TEXT SHOWN START

Negatives: Not a threat to hurt a defense with his feet, but can gain valid yardage if given a free lane to run … Shows enough nimbleness in the pocket to elude the bull rush, but lacks second-level quickness to take the ball to the house … Needs to build to top acceleration on the move and is best served staying in the pocket rather than try and create with his feet … Shows decent football intelligence, but is prone to costly mistakes … Needs to be coached on the field in order to get the best out of his ability and lacks creativity in the pocket … Must show better ability to call audibles and adjust to the coverage, along with doing a better job of being aware of ball security … Could be more vocal, but that is not his nature … While he is not careless, he does tend to hold on to the ball too long at times trying to make the play rather than throwing the ball away … Prone to that bad decision throwing into coverage … When Rowe reverts to a somewhat sidearm delivery with a low release, he will generally throw into a crowd or have his passes batted down … When trying to go long, he shows a bit of a windup and that results in him taking longer than necessary in attempts to get the ball away … His long tosses just lack consistent touch, but it is more due to a lack of control, resulting from the long arc in his windup … Gets inconsistent when pressured out of the pocket, but is more effective throwing from the right hash than the left … It sometimes looks as if he does not see the entire field, especially when he locks on to his primary target … Will have to work on his footwork driving back from center (good, just lacks reps), as the team utilized a shallow shotgun formation.

TEXT SHOWN END

#### ACTIVITY A
Answer these questions from the scouting report, marking each answer (i), (ii) or (iii):
(i) What formation did the team use?
(ii) What generally happens when Rowe reverts to a somewhat sidearm delivery with a low release?
(iii) From which hash is he more effective throwing?
#### ACTIVITY B
Please decide whether each statement agrees with the scouting report. Answer yes or no and quote the words that decide it.
(i) The report calls Rowe careless with the ball.
(ii) The report says he is nimble enough in the pocket to elude the bull rush.
(iii) The report blames his inconsistent touch on long tosses mainly on a lack of control.
#### ACTIVITY C
Summarize the scouting report in two sentences.
The records that follow play no part in this work.

INFORMATION START

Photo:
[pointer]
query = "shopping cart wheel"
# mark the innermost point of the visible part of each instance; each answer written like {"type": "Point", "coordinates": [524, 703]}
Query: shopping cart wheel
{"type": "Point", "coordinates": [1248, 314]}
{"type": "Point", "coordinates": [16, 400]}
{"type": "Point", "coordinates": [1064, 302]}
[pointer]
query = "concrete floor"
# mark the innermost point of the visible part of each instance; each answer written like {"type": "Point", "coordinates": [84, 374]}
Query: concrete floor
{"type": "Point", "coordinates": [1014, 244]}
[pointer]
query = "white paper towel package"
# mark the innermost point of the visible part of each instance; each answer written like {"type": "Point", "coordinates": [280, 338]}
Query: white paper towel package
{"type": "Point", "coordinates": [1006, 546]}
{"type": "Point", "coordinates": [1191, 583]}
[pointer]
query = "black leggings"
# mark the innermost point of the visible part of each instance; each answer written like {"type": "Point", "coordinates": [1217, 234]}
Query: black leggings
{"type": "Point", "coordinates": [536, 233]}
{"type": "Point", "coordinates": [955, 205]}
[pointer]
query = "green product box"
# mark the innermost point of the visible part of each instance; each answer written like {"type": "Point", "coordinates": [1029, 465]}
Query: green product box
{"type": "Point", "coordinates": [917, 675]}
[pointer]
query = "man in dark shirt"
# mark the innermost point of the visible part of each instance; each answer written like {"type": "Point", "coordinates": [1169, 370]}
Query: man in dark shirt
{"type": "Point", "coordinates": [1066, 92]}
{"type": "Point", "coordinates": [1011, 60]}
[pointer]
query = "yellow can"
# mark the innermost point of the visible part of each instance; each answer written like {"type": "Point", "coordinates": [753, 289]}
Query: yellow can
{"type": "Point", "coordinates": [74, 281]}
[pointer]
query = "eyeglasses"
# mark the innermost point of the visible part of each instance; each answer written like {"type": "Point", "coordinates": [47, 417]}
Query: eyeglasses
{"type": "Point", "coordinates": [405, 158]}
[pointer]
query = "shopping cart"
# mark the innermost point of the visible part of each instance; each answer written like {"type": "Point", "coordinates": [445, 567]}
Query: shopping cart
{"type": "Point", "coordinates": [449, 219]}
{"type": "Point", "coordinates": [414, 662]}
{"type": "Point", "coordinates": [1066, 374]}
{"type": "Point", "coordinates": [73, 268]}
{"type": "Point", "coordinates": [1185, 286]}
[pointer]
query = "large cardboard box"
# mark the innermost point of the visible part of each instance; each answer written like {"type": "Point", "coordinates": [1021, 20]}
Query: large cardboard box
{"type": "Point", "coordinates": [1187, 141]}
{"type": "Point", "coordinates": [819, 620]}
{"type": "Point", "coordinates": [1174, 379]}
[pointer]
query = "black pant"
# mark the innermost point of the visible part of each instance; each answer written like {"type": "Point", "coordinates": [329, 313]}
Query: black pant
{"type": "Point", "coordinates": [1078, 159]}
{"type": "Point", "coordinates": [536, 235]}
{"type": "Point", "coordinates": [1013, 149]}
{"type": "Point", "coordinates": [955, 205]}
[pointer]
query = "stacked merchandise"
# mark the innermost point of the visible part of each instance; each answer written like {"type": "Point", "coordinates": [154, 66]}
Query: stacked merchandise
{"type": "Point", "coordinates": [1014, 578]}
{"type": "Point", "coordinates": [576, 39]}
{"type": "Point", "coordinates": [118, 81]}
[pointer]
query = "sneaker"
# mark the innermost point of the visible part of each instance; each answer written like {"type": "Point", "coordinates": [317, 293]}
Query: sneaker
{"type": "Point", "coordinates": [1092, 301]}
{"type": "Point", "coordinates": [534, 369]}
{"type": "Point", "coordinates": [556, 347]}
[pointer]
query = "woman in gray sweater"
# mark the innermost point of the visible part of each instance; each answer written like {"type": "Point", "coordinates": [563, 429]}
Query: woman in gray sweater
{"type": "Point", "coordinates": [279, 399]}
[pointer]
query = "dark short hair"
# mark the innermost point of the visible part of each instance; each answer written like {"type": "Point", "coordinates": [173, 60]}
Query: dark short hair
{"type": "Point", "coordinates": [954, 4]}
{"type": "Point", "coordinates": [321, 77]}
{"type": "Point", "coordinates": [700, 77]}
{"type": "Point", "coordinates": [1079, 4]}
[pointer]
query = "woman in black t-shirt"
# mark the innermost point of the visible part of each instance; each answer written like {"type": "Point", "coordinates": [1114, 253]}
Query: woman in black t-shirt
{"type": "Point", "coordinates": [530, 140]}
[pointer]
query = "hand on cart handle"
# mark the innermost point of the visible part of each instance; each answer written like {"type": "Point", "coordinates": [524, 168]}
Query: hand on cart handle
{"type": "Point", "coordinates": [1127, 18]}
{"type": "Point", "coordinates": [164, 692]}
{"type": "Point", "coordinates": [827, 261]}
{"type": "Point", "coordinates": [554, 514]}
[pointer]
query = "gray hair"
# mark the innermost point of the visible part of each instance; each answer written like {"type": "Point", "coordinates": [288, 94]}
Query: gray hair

INFORMATION END
INFORMATION START

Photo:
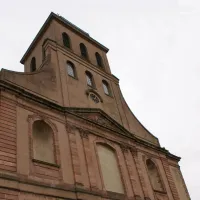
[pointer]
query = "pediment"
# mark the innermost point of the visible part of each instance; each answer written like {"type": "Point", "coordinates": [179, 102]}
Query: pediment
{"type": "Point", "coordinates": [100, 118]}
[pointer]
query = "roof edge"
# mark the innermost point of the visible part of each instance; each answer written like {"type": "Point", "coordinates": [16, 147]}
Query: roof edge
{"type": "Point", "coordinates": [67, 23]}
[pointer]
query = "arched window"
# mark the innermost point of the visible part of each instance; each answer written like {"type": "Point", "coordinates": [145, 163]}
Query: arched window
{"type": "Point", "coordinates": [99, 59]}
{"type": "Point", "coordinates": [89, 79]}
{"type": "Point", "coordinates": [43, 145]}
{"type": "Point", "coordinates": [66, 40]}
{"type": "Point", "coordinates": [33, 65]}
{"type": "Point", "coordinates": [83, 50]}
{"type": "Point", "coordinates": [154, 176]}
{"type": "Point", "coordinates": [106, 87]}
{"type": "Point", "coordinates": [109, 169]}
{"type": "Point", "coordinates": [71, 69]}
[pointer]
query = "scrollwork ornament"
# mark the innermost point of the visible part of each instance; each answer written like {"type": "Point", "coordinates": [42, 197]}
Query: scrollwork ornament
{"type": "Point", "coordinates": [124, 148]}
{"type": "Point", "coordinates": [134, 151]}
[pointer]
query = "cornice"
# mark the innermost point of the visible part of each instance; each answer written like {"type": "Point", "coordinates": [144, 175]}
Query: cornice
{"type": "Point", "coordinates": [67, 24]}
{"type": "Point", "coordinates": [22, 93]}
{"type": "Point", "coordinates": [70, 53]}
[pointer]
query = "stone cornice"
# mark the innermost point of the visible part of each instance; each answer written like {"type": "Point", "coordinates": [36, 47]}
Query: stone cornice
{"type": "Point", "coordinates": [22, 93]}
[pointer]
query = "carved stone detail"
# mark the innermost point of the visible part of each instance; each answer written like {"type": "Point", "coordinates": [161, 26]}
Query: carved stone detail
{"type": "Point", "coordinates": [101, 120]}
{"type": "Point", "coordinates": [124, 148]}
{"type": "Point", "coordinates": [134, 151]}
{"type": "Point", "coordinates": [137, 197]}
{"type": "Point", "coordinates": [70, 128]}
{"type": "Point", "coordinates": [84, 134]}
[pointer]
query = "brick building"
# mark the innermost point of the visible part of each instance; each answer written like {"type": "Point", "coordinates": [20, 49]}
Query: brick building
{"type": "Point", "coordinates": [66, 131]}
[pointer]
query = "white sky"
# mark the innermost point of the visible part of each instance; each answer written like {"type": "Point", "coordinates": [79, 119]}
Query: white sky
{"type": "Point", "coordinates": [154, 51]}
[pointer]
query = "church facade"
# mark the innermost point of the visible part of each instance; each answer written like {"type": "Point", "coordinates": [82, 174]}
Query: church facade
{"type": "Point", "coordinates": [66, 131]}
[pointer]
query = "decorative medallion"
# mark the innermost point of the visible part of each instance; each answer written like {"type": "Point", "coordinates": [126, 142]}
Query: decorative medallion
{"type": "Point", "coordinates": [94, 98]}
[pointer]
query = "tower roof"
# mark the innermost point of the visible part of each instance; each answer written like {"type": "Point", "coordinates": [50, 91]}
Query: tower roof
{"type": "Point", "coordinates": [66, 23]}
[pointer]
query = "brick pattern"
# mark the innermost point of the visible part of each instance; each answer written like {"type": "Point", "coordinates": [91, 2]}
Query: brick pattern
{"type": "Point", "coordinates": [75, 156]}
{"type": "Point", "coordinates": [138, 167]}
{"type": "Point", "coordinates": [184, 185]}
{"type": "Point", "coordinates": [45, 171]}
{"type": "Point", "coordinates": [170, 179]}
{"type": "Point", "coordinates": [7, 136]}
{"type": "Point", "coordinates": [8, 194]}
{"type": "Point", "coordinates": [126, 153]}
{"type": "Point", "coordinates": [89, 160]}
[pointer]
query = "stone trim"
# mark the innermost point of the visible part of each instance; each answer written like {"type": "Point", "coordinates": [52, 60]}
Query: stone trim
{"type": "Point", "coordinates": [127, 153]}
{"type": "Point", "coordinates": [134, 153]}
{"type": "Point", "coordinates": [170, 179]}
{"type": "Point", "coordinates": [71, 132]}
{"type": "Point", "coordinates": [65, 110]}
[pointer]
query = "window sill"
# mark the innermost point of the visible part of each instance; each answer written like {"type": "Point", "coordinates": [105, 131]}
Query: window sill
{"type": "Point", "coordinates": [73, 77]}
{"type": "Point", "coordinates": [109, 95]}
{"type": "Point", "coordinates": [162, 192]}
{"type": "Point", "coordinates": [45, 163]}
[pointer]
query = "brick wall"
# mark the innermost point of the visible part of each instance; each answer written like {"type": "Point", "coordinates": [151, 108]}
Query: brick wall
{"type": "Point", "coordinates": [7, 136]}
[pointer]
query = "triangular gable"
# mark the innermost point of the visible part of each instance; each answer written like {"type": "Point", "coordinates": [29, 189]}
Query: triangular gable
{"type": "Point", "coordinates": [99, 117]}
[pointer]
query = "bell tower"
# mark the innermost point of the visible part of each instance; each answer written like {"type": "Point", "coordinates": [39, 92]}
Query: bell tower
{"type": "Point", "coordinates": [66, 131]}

INFORMATION END

#### ANSWER BOX A
(i) A shallow shotgun formation.
(ii) He throws into a crowd or has his passes batted down.
(iii) The right hash.

#### ANSWER BOX B
(i) No: "While he is not careless, he does tend to hold on to the ball too long at times"
(ii) Yes: "Shows enough nimbleness in the pocket to elude the bull rush"
(iii) Yes: "it is more due to a lack of control, resulting from the long arc in his windup"

#### ANSWER BOX C
The scouting report lists Rowe's weaknesses as a quarterback: he is not a running threat, he is best served staying in the pocket, and he is prone to costly mistakes such as holding the ball too long or throwing into coverage. It also faults his sidearm delivery, the windup on his long throws, and his habit of locking on to his primary target, and it says his footwork driving back from center needs work because the team used a shallow shotgun formation.